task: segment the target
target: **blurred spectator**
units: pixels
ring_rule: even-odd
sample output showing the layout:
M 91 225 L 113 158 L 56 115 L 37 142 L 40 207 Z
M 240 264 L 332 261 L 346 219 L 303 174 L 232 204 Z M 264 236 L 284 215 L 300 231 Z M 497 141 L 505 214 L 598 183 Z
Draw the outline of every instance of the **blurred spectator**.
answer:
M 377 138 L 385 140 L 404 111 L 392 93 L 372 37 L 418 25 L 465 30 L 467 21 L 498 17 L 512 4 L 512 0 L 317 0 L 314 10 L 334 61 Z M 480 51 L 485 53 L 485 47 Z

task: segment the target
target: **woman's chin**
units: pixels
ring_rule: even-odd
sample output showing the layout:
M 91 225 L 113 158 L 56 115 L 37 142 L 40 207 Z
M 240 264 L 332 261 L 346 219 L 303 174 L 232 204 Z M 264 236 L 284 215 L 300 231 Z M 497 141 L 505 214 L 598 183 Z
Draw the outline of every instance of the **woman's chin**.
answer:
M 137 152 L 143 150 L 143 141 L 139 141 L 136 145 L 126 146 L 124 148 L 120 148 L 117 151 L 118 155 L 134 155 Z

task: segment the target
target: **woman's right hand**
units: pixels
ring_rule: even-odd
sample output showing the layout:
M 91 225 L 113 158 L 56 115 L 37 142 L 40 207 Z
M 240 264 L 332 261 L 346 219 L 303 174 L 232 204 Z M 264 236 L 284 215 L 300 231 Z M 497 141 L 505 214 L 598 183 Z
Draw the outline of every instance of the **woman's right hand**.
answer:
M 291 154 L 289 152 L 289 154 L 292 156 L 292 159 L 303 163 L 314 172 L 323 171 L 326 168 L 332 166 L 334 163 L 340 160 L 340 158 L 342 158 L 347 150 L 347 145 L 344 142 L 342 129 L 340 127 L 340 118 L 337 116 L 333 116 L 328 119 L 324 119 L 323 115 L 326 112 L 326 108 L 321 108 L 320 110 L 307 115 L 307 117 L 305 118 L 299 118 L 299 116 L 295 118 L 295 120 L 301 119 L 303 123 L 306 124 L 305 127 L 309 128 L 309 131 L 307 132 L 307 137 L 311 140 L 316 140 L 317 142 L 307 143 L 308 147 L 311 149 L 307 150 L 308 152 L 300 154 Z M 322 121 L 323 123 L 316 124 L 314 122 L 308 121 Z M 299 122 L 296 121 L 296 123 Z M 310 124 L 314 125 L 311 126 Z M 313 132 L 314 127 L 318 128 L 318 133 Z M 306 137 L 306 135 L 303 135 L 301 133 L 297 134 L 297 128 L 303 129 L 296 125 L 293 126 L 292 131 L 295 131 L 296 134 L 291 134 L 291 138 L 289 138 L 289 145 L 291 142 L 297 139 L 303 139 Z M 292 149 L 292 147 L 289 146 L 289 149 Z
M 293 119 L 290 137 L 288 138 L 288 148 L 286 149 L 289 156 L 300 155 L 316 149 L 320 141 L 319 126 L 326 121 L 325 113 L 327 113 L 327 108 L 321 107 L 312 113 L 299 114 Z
--
## What the exercise asks:
Each record must be output exactly, with none omitted.

## Finished exercise:
task: segment the target
target: **blurred spectator**
units: pixels
ring_rule: even-odd
sample output showing the layout:
M 91 225 L 113 158 L 56 115 L 37 142 L 40 207 Z
M 240 264 L 332 261 L 346 219 L 303 174 L 232 204 Z M 264 236 L 284 215 L 300 231 Z M 497 141 L 505 214 L 598 183 Z
Draw the outline of every instance of the **blurred spectator**.
answer:
M 377 138 L 385 140 L 404 111 L 392 93 L 372 37 L 418 25 L 465 30 L 467 21 L 498 17 L 512 4 L 512 0 L 317 0 L 314 10 L 334 61 Z M 480 51 L 485 53 L 485 47 Z

task: segment the target
target: **woman's chin**
units: pixels
ring_rule: even-odd
sample output showing the layout:
M 91 225 L 113 158 L 56 115 L 37 142 L 40 207 Z
M 240 264 L 332 261 L 346 219 L 303 174 L 232 204 Z M 264 236 L 284 215 L 300 231 Z M 497 141 L 505 214 L 598 183 Z
Draw the outline of every instance of the **woman's chin**.
answer:
M 137 152 L 143 150 L 143 141 L 139 141 L 136 145 L 126 146 L 124 148 L 120 148 L 117 151 L 118 155 L 134 155 Z

task: segment the target
target: **woman's right hand**
units: pixels
ring_rule: even-odd
sample output showing the layout:
M 91 225 L 113 158 L 56 115 L 37 142 L 40 207 Z
M 240 264 L 332 261 L 346 219 L 303 174 L 232 204 Z M 264 236 L 284 215 L 300 231 Z M 497 141 L 505 214 L 598 183 Z
Draw the outline of every instance of the **woman's right hand**.
answer:
M 291 154 L 289 152 L 289 154 L 292 156 L 292 159 L 303 163 L 314 172 L 323 171 L 326 168 L 332 166 L 334 163 L 340 160 L 340 158 L 342 158 L 347 150 L 347 145 L 344 142 L 342 129 L 340 127 L 340 118 L 337 116 L 333 116 L 328 119 L 324 119 L 323 115 L 326 112 L 326 108 L 321 108 L 320 110 L 307 115 L 307 117 L 305 118 L 299 118 L 299 116 L 295 118 L 295 120 L 301 119 L 303 123 L 306 124 L 305 127 L 309 128 L 309 131 L 307 132 L 307 137 L 311 140 L 316 140 L 317 142 L 307 143 L 308 147 L 311 149 L 307 150 L 308 152 L 300 154 Z M 322 121 L 323 123 L 316 124 L 314 122 L 308 121 Z M 299 122 L 296 121 L 296 123 Z M 310 124 L 314 125 L 311 126 Z M 313 132 L 314 127 L 318 128 L 318 133 Z M 306 137 L 306 135 L 303 135 L 301 133 L 297 134 L 297 128 L 303 129 L 296 125 L 293 126 L 292 131 L 295 131 L 296 134 L 291 134 L 291 138 L 289 138 L 289 145 L 291 142 L 297 139 L 303 139 Z M 292 149 L 292 147 L 289 146 L 289 149 Z
M 293 119 L 290 137 L 288 138 L 288 148 L 286 149 L 289 156 L 300 155 L 316 149 L 320 141 L 319 126 L 326 121 L 325 113 L 327 113 L 327 108 L 321 107 L 312 113 L 299 114 Z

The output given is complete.